**Short problem**:
Your task is to transcribe all of the data below exactly, omitting the images.

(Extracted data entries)
▽

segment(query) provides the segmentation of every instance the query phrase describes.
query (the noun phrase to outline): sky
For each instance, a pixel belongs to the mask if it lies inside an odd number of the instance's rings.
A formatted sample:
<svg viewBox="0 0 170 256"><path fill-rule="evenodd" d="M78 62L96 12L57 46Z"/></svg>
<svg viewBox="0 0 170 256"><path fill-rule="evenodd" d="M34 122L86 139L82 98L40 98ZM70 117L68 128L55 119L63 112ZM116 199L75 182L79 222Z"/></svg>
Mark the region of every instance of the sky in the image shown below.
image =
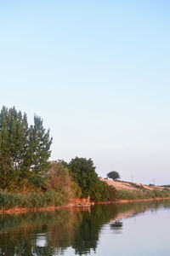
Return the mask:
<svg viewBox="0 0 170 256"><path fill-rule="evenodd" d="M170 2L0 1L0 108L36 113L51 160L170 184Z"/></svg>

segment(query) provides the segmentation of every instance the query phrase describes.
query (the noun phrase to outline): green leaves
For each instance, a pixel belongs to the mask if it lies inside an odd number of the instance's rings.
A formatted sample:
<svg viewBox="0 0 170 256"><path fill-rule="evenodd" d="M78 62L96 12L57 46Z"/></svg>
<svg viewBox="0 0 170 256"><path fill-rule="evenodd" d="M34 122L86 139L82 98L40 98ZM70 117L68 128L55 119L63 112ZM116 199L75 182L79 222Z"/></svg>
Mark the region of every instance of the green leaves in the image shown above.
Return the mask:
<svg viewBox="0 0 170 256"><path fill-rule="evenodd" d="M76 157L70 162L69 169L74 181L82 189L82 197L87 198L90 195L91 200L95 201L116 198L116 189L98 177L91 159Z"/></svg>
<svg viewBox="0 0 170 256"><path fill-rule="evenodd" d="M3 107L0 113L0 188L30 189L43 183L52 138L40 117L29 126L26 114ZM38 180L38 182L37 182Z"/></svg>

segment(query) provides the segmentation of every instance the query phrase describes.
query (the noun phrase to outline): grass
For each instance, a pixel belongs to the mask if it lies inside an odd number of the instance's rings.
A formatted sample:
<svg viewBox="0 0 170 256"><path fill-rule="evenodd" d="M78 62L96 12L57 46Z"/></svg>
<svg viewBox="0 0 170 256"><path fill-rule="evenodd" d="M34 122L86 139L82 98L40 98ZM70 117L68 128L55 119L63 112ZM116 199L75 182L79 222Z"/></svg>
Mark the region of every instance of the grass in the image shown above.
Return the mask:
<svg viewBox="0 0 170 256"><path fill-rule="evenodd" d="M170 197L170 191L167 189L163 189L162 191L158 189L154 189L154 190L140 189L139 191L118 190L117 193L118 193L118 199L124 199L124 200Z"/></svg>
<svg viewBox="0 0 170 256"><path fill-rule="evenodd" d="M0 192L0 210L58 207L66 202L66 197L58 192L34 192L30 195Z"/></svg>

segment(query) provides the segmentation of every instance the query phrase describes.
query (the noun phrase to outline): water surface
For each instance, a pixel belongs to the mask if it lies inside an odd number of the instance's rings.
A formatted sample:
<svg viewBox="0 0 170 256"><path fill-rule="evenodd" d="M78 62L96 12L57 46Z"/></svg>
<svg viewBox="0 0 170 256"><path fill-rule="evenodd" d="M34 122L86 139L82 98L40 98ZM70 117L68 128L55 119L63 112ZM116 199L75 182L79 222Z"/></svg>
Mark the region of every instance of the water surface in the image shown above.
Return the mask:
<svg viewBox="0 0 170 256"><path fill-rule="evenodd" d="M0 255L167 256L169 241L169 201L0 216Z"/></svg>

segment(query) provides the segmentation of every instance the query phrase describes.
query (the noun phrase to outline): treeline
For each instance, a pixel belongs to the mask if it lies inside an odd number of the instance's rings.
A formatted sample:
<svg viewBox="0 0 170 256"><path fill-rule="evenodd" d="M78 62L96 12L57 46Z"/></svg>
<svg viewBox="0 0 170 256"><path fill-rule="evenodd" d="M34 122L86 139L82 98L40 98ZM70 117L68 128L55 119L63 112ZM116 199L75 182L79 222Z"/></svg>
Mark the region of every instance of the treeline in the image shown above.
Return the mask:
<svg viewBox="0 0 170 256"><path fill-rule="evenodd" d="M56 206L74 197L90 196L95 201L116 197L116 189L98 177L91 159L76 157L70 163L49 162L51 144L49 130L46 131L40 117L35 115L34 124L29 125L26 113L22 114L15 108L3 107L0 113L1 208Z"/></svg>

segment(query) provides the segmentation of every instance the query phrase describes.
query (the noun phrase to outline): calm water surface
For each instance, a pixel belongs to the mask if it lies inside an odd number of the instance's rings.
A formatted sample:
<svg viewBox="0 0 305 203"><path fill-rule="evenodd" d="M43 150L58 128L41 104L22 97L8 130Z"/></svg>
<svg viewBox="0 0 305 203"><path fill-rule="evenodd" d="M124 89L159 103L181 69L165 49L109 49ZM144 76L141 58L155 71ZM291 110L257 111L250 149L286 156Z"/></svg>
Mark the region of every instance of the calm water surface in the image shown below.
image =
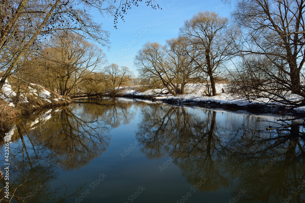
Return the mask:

△

**Expected output**:
segment(query) provides the segmentation of every instance the query phrase describes.
query (the noun phrase to outline): sky
For each instance, a pixel belongs to the mask if it lies inside an odd number of the instance's rings.
A formatted sample:
<svg viewBox="0 0 170 256"><path fill-rule="evenodd" d="M78 62L96 12L57 46Z"/></svg>
<svg viewBox="0 0 170 256"><path fill-rule="evenodd" d="M34 122L86 139L82 98L40 98ZM70 117L68 128L55 119L63 112ZM116 199L75 182L79 222Z"/></svg>
Mark the region of every instance of the sky in the image shown below.
image =
Return the mask:
<svg viewBox="0 0 170 256"><path fill-rule="evenodd" d="M170 2L0 1L0 108L36 113L51 160L170 184Z"/></svg>

segment(query) provides the segmentation of every instance the query phrase describes.
query (the noun phrase to outline): green leaves
For each instance, a pixel belongs to the mask if it lies inside an odd number of the instance's rings.
A formatted sample:
<svg viewBox="0 0 170 256"><path fill-rule="evenodd" d="M78 62L96 12L57 46Z"/></svg>
<svg viewBox="0 0 170 256"><path fill-rule="evenodd" d="M34 122L86 139L82 98L40 98ZM70 117L68 128L55 119L63 112ZM116 199L75 182L79 222Z"/></svg>
Mark the region of every instance of the green leaves in the image shown above.
Return the mask:
<svg viewBox="0 0 170 256"><path fill-rule="evenodd" d="M76 157L70 162L69 169L74 181L82 189L82 197L87 198L90 195L91 200L95 201L116 198L116 189L98 177L91 159Z"/></svg>
<svg viewBox="0 0 170 256"><path fill-rule="evenodd" d="M3 107L0 113L0 188L30 189L43 183L52 138L40 117L29 126L26 114ZM38 180L38 182L37 182Z"/></svg>

segment(query) provides the segmentation of every instance the query phrase describes.
query (the noun phrase to outline): grass
For each instance, a pixel belongs to the mask if it lies inside an odd number of the instance's rings.
A formatted sample:
<svg viewBox="0 0 170 256"><path fill-rule="evenodd" d="M78 62L96 12L57 46Z"/></svg>
<svg viewBox="0 0 170 256"><path fill-rule="evenodd" d="M34 122L86 139L82 98L40 98ZM70 117L68 128L55 119L63 112ZM116 199L75 182L79 222Z"/></svg>
Mark the region of every instance of the grass in the image shown above.
Return the mask:
<svg viewBox="0 0 170 256"><path fill-rule="evenodd" d="M170 197L170 191L167 189L163 189L162 191L158 189L154 189L154 190L140 189L139 191L118 190L117 193L118 193L118 199L124 199L124 200Z"/></svg>
<svg viewBox="0 0 170 256"><path fill-rule="evenodd" d="M0 192L0 210L58 207L66 202L66 197L58 192L34 192L30 195Z"/></svg>

segment(query) provides the segmentation of every instance the query phrase describes.
query (the noun phrase to outline): water surface
For each instance, a pixel belongs to the mask if it lies inside an odd number of the instance's rings.
A formatted sample:
<svg viewBox="0 0 170 256"><path fill-rule="evenodd" d="M78 62L96 12L57 46Z"/></svg>
<svg viewBox="0 0 170 256"><path fill-rule="evenodd" d="M34 122L86 139L82 98L40 98ZM70 117L68 128L55 119L63 112ZM116 199L75 182L79 222Z"/></svg>
Mark the region of every instance of the water surface in the image shown above.
Return the mask:
<svg viewBox="0 0 170 256"><path fill-rule="evenodd" d="M0 255L167 256L169 241L169 201L0 216Z"/></svg>

segment(query) provides the segmentation of every instance the query phrase describes.
query (the noun phrase to outline): treeline
For each instance, a pixel belongs to the mask if it lies inside an odd number of the instance's rings.
A formatted sample:
<svg viewBox="0 0 170 256"><path fill-rule="evenodd" d="M78 62L96 12L57 46Z"/></svg>
<svg viewBox="0 0 170 256"><path fill-rule="evenodd" d="M34 122L86 139L82 98L40 98ZM70 117L68 128L55 119L63 112ZM116 199L75 182L79 222Z"/></svg>
Mark the region of every instance of the treeline in the image shown above.
Return the mask:
<svg viewBox="0 0 170 256"><path fill-rule="evenodd" d="M56 206L74 197L90 196L95 201L116 197L116 189L98 177L91 159L76 157L70 163L49 162L51 144L49 130L46 131L40 117L35 115L34 124L29 125L26 113L22 114L15 108L3 107L0 113L1 208Z"/></svg>

segment(query) provides the segmentation of every instance the query phrase describes.
query (the noun phrase to outline): calm water surface
For each instance, a pixel belongs to the mask if it lies inside an odd number of the instance's rings.
A formatted sample:
<svg viewBox="0 0 305 203"><path fill-rule="evenodd" d="M43 150L58 128L41 104L22 97L8 130Z"/></svg>
<svg viewBox="0 0 305 203"><path fill-rule="evenodd" d="M124 89L159 103L181 69L165 49L109 49ZM144 76L141 58L155 71ZM291 110L257 111L250 149L286 156Z"/></svg>
Mark the region of every instance of the calm water surface in the image shown below.
image =
Return the mask:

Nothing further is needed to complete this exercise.